Excerpted records:
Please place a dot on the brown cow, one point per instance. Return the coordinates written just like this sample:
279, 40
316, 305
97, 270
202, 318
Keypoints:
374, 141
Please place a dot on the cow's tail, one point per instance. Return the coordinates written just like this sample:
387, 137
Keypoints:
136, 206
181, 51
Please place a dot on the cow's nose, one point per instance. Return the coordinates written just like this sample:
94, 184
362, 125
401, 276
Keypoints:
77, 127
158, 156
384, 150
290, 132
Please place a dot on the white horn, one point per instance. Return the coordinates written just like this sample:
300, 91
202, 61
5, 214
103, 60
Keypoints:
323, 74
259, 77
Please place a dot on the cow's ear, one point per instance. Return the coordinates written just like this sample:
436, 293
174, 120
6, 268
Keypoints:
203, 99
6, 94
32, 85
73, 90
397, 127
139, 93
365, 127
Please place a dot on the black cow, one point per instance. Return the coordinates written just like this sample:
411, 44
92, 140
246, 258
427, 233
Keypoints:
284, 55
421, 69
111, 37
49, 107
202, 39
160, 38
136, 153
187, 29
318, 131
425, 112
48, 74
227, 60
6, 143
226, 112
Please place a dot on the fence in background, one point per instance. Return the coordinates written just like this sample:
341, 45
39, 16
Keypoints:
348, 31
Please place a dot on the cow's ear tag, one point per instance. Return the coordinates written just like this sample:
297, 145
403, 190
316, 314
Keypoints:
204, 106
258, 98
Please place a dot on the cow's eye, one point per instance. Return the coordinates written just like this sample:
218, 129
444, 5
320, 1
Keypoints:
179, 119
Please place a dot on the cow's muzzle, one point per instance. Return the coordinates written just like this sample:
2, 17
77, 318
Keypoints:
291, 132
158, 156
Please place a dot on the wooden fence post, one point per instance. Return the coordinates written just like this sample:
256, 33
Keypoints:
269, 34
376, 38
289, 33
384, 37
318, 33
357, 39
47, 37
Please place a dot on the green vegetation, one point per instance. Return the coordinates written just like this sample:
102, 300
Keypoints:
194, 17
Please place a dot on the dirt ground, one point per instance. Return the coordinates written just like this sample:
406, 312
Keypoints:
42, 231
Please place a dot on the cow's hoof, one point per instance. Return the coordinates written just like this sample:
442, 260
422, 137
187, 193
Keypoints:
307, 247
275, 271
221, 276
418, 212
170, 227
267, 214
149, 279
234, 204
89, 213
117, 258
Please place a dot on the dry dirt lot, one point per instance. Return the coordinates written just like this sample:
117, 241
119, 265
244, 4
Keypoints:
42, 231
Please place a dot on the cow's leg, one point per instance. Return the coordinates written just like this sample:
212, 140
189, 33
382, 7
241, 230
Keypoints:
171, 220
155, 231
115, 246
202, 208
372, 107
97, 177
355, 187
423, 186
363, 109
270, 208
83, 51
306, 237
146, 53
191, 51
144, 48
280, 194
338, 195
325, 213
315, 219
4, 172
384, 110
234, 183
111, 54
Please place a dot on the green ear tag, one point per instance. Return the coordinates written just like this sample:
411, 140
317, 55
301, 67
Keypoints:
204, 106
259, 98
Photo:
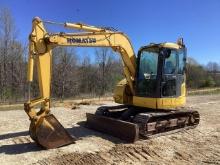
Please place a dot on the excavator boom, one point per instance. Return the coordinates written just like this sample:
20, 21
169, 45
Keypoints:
45, 129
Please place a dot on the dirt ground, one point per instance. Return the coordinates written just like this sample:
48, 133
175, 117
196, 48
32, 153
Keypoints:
196, 146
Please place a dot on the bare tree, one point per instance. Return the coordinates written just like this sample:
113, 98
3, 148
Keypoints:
11, 57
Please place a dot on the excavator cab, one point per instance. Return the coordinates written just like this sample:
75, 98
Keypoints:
160, 71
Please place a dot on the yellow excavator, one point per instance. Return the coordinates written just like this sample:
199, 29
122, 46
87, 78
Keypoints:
150, 96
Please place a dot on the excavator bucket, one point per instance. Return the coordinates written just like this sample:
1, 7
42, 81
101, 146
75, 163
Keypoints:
124, 130
49, 133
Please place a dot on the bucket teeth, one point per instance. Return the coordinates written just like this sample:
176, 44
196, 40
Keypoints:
49, 133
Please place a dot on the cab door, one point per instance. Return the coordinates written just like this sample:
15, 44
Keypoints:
173, 73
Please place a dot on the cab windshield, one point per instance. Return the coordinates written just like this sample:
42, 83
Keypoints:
148, 65
147, 73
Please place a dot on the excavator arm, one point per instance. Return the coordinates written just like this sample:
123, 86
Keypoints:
44, 128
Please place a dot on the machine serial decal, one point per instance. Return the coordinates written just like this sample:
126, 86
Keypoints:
81, 40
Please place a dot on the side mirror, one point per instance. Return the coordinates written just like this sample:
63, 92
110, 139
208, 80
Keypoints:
165, 53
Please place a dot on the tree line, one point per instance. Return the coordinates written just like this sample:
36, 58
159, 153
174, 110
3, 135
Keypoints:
74, 75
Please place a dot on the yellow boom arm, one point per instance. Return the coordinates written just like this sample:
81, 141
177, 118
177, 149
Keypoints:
41, 44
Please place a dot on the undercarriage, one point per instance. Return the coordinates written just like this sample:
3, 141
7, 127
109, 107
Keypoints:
131, 123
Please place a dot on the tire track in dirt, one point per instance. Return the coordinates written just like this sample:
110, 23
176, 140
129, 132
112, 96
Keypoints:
119, 154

Exercise: Rewrite everything from the line containing "Please place a dot on the undercarriage, one" down to the end of the records, changing "dirt" to "mud" and leaving all else unaltered.

Answer to this task:
Please place a dot on the undercarriage, one point per instance. Return the coordinates written just like this sample:
3, 141
7, 127
109, 107
Keypoints:
131, 123
Please place a dot on the tire track in mud, one point per instance. Return the coordinates written just like this sample:
110, 23
176, 140
129, 132
112, 96
Keypoints:
119, 154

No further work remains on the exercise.